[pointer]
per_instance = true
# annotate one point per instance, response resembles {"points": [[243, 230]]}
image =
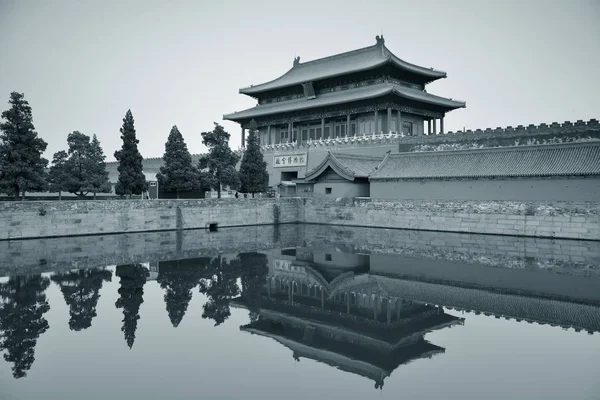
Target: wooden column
{"points": [[348, 303], [322, 298], [375, 121], [400, 127], [348, 125]]}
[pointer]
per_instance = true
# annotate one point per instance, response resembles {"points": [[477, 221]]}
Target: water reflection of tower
{"points": [[339, 316]]}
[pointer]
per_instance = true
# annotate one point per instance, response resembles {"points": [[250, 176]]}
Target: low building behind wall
{"points": [[566, 172]]}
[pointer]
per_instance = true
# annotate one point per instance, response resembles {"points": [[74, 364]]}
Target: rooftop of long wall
{"points": [[532, 134]]}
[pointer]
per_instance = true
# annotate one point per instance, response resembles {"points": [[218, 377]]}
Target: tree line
{"points": [[81, 168]]}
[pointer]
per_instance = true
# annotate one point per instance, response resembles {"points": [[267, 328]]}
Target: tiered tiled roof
{"points": [[340, 64], [579, 159], [345, 96], [348, 166]]}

- What to do:
Please reproduce the records above exactly, leaving out every picture.

- Your solution:
[pointer]
per_instance = true
# annotate one point per instance, response resembles {"points": [[243, 230]]}
image =
Target: wooden column
{"points": [[348, 303], [322, 298], [375, 121], [400, 127], [348, 125]]}
[pointer]
per_instance = true
# annotate one point per instance, response resembles {"points": [[477, 221]]}
Target: water reflection of tower
{"points": [[339, 316]]}
[pointer]
per_instance = true
# annotate one point per instance, response resembles {"points": [[250, 176]]}
Target: low building behind wall
{"points": [[566, 172]]}
[pointer]
per_instance = true
# annotate one point per instance, response resembles {"points": [[74, 364]]}
Target: rooftop of long wall
{"points": [[532, 134]]}
[pointer]
per_instance = true
# annotate one point per instance, response resembles {"points": [[218, 377]]}
Target: tree line
{"points": [[81, 168]]}
[pointer]
per_instance = true
# annotate one point per instance, response resembles {"points": [[267, 328]]}
Target: tiered tiled roof
{"points": [[340, 64], [579, 159], [345, 96], [348, 166]]}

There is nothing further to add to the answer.